### TASK DETAILS
Would you output the whole of the data exactly?

### PROVIDED RECORDS
:::::

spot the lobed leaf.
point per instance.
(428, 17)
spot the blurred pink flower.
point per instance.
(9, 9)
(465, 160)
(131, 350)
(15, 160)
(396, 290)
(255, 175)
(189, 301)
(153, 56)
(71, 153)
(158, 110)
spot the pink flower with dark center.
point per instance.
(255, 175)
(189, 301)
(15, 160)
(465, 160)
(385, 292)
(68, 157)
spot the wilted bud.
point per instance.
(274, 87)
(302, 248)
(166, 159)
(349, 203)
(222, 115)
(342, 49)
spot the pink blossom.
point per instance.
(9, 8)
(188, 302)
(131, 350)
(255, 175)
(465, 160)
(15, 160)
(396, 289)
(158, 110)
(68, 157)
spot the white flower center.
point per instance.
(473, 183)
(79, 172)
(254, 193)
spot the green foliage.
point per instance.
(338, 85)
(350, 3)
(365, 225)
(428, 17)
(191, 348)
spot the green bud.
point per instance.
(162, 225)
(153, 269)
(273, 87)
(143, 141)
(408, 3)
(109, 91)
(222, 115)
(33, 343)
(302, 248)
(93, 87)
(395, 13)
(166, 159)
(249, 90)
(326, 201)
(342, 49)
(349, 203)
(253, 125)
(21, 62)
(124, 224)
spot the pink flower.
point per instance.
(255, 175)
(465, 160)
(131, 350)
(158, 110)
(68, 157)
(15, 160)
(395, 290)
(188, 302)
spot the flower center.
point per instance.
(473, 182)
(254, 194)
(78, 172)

:::::

### ANSWER TO THIS EXERCISE
spot the lobed leaf.
point per instance.
(428, 17)
spot the blurred pink flower.
point per instance.
(9, 9)
(465, 160)
(131, 350)
(15, 160)
(396, 290)
(255, 175)
(189, 301)
(153, 56)
(71, 153)
(158, 110)
spot the pink flower with dark center.
point per instance.
(255, 175)
(189, 301)
(15, 160)
(465, 160)
(385, 292)
(68, 157)
spot the wilted bud.
point per instance.
(274, 87)
(302, 248)
(166, 159)
(349, 203)
(222, 115)
(342, 49)
spot the pink blossom.
point per instance.
(9, 8)
(188, 302)
(131, 350)
(255, 175)
(465, 160)
(15, 160)
(396, 289)
(158, 110)
(68, 157)
spot the white flower center.
point per instance.
(473, 183)
(79, 172)
(254, 193)
spot the green foliage.
point per instance.
(338, 85)
(350, 3)
(365, 225)
(428, 17)
(191, 348)
spot the green bud.
point per instance.
(162, 225)
(153, 269)
(273, 87)
(143, 141)
(408, 3)
(109, 91)
(222, 115)
(33, 343)
(302, 248)
(93, 87)
(395, 13)
(166, 159)
(249, 90)
(326, 201)
(342, 49)
(349, 203)
(253, 125)
(21, 62)
(124, 224)
spot the pink flower.
point per instance.
(255, 175)
(465, 160)
(131, 350)
(158, 110)
(68, 157)
(15, 160)
(395, 290)
(188, 302)
spot the flower center.
point per instance.
(473, 182)
(254, 194)
(78, 172)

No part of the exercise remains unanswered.